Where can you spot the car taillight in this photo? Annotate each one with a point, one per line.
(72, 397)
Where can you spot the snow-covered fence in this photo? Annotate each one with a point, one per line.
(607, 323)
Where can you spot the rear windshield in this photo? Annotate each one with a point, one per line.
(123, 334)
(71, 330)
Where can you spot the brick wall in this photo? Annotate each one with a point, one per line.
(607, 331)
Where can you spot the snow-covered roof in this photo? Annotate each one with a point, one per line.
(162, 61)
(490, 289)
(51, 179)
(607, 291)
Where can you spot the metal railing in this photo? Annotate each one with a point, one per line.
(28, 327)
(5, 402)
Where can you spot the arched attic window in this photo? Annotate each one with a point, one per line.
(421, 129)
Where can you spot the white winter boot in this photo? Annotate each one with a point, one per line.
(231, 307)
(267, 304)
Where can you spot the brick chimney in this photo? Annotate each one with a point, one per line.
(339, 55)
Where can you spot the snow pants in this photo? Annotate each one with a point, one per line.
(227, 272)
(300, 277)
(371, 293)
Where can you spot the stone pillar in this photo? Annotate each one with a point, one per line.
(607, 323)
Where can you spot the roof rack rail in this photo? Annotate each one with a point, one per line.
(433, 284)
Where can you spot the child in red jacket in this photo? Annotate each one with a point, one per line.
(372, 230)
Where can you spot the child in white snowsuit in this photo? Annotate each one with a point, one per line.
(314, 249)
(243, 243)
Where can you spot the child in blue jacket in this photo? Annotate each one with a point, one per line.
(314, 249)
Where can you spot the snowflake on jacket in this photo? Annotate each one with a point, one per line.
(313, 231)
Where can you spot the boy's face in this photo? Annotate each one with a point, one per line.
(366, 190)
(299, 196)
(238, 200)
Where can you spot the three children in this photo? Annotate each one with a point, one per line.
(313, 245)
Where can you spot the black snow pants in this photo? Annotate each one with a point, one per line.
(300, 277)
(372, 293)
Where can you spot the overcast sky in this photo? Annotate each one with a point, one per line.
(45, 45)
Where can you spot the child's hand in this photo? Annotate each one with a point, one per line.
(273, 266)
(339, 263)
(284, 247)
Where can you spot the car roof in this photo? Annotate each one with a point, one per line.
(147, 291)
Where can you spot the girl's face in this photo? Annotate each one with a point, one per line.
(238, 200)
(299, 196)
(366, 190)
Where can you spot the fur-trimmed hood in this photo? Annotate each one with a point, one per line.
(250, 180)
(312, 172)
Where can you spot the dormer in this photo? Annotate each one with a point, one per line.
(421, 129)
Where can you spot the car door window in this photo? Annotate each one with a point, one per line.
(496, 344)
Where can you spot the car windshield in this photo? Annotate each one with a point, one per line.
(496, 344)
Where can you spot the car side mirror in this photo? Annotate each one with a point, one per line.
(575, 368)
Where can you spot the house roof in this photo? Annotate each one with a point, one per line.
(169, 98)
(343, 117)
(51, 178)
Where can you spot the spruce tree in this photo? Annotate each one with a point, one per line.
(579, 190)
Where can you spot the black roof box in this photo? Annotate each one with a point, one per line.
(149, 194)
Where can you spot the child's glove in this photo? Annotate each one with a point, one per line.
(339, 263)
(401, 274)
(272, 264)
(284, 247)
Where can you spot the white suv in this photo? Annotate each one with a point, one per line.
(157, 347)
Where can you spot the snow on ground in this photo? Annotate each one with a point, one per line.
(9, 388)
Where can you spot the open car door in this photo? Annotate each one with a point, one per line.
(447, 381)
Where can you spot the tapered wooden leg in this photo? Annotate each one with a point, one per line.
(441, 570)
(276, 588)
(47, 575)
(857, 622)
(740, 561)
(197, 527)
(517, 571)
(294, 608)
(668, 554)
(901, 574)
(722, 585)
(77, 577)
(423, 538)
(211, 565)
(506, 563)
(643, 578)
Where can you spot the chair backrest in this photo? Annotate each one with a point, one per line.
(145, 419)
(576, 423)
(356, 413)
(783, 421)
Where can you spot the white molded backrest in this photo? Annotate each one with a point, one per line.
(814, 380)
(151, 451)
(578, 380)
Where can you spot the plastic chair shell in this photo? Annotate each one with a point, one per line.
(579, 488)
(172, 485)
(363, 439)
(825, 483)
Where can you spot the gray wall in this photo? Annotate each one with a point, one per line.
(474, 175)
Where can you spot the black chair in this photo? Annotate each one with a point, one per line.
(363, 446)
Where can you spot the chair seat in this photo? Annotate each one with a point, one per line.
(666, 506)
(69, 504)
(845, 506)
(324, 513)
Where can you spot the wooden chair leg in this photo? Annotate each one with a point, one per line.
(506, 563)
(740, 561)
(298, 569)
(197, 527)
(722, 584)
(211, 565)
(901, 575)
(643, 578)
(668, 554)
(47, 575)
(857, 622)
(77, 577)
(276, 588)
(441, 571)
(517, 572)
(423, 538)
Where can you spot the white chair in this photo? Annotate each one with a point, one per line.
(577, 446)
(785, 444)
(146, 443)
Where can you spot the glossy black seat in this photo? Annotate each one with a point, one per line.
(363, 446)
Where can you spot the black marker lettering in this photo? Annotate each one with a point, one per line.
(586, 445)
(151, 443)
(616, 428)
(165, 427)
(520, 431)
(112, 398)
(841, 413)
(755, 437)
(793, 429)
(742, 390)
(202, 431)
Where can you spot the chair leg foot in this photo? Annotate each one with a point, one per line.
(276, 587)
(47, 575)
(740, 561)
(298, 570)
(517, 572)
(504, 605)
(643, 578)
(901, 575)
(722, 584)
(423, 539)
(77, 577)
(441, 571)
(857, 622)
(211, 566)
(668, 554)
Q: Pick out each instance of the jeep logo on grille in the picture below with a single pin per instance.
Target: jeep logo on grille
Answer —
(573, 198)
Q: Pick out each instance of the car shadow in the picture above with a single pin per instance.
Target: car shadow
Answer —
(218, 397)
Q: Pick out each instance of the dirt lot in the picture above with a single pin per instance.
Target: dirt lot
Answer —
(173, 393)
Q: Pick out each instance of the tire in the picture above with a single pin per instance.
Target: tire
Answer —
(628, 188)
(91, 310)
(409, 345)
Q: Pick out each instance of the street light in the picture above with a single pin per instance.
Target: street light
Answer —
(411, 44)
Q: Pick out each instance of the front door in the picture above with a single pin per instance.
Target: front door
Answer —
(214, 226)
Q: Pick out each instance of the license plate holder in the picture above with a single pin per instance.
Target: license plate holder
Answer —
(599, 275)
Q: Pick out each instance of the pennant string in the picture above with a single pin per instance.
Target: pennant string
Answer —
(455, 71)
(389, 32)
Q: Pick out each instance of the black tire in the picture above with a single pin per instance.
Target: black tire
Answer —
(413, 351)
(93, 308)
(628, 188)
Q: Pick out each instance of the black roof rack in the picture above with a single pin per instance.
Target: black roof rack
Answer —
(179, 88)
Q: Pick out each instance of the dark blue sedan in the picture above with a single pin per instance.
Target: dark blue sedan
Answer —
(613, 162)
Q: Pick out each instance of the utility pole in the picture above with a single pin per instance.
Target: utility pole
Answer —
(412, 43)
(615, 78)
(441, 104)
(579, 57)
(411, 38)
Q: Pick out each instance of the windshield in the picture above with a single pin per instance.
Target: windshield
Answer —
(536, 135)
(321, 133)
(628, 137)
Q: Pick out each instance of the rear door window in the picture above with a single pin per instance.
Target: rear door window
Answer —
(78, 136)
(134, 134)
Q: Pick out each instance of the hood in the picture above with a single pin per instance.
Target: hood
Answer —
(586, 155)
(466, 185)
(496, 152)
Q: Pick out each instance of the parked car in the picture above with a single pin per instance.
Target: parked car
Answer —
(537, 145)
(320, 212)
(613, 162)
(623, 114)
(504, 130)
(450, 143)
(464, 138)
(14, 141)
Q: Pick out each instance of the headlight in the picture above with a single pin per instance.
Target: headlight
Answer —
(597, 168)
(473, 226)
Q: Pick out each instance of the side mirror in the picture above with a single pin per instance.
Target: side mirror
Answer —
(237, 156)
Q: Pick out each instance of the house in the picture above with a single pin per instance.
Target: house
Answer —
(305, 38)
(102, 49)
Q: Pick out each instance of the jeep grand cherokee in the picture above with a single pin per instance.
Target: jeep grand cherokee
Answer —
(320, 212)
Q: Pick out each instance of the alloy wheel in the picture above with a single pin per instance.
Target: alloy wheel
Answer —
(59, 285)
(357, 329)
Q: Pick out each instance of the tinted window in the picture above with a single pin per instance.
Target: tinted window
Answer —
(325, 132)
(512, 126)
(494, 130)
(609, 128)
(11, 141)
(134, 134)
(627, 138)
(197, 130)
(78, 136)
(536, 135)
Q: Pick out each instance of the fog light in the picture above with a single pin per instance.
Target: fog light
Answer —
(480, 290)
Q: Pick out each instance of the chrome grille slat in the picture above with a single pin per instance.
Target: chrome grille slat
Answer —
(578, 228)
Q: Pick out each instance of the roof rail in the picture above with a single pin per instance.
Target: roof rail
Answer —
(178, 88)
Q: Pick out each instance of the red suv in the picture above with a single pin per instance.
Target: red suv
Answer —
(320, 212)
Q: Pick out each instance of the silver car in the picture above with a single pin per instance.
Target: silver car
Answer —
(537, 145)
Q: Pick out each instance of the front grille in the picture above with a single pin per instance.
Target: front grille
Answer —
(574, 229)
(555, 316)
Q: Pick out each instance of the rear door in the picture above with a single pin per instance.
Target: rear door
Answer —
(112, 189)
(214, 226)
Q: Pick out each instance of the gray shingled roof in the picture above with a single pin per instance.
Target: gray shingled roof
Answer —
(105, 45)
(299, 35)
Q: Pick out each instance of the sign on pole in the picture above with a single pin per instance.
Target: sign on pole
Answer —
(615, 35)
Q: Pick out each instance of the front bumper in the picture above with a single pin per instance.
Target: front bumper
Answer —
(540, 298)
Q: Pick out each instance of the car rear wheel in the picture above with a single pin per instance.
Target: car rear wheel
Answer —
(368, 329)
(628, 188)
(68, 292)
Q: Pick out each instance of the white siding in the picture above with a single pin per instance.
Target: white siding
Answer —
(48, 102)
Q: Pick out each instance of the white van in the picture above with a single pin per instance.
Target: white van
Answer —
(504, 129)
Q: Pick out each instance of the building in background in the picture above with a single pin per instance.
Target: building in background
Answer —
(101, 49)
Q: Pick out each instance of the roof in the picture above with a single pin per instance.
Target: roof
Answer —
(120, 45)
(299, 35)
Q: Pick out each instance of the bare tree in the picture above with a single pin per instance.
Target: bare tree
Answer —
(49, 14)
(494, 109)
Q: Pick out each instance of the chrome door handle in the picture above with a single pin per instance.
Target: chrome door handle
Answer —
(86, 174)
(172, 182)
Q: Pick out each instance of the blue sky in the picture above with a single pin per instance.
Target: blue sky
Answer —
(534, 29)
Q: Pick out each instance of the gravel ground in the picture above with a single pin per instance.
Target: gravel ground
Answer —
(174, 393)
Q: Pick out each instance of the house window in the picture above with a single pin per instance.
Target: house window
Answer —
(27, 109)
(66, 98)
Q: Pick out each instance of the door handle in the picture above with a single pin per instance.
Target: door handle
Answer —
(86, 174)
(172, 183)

────────────────────────────────────────

Problem statement:
The answer should be a bare number: the count of lines above in which the word "tinted" occurs.

Your solution:
2